Problem to work on:
Put every line of the items below into a numbered list, dropping the blank lines.

* START *

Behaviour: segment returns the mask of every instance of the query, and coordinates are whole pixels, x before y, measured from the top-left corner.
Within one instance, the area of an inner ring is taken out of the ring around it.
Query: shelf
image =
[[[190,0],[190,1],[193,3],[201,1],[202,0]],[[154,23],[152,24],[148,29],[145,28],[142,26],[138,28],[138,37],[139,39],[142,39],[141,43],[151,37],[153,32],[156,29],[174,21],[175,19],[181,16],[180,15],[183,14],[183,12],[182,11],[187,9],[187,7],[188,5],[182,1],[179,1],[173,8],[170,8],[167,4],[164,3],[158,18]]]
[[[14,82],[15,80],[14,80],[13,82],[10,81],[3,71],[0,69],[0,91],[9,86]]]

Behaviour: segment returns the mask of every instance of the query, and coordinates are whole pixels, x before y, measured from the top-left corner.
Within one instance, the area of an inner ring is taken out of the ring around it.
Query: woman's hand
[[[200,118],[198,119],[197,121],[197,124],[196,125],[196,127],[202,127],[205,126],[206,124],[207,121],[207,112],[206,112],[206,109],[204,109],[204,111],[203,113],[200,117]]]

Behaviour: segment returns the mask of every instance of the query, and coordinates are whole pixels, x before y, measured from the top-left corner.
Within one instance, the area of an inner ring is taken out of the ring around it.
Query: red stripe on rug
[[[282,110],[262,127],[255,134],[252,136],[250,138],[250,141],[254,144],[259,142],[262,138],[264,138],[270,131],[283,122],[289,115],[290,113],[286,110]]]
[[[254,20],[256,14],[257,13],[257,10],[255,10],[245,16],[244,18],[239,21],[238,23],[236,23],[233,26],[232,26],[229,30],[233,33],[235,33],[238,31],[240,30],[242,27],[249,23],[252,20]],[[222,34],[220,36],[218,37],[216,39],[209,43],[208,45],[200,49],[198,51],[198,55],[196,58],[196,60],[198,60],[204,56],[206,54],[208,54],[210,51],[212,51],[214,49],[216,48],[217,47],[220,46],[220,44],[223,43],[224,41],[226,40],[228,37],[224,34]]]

* END *

Answer to this problem:
1. Behaviour: segment returns the mask of every instance of the query, and coordinates are whole pixels, x before y, measured from the top-left corner.
2. Within one instance, the area of an inner ring is taken out of the ring around it.
3. Query: shelf
4. image =
5. [[[190,0],[190,1],[193,3],[201,1],[202,0]],[[154,23],[152,24],[148,29],[145,28],[142,26],[138,28],[138,37],[139,39],[142,39],[141,43],[151,37],[153,32],[156,29],[174,21],[175,19],[181,16],[180,15],[183,14],[183,12],[182,11],[187,9],[187,7],[188,5],[182,1],[179,1],[173,8],[170,8],[167,4],[164,3],[158,18]]]
6. [[[14,82],[15,80],[14,80],[13,82],[10,81],[3,71],[0,69],[0,91],[9,86]]]
7. Behaviour: segment returns the mask of every instance of the query, and coordinates are whole pixels, x before y, measured from the top-left corner.
8. Within one instance, the area of an inner ring is taken out of the ring around it.
9. Query: woman's hand
10. [[[200,118],[198,119],[197,121],[197,124],[196,125],[196,127],[202,127],[205,126],[206,124],[207,121],[207,112],[206,112],[206,109],[204,109],[204,111],[203,113],[200,117]]]
11. Behaviour: segment returns the mask of every instance of the query, and coordinates are whole pixels, x before y, measured from the top-left corner.
12. Within one instance, the area of an inner ring is taken out of the ring around it.
13. Query: red stripe on rug
14. [[[282,110],[262,127],[255,134],[252,136],[250,138],[250,141],[254,144],[259,142],[262,138],[264,138],[270,131],[283,122],[289,115],[290,113],[286,110]]]
15. [[[254,20],[256,14],[257,13],[257,10],[255,10],[245,16],[244,18],[239,21],[238,23],[236,23],[233,26],[232,26],[229,30],[233,33],[235,33],[238,31],[240,30],[242,27],[249,23],[252,20]],[[222,34],[220,36],[218,37],[216,39],[209,43],[208,45],[200,49],[198,51],[198,55],[196,58],[196,60],[198,60],[204,56],[206,54],[208,54],[210,51],[212,51],[214,49],[216,48],[217,47],[220,46],[220,44],[223,43],[224,41],[226,40],[228,37],[224,34]]]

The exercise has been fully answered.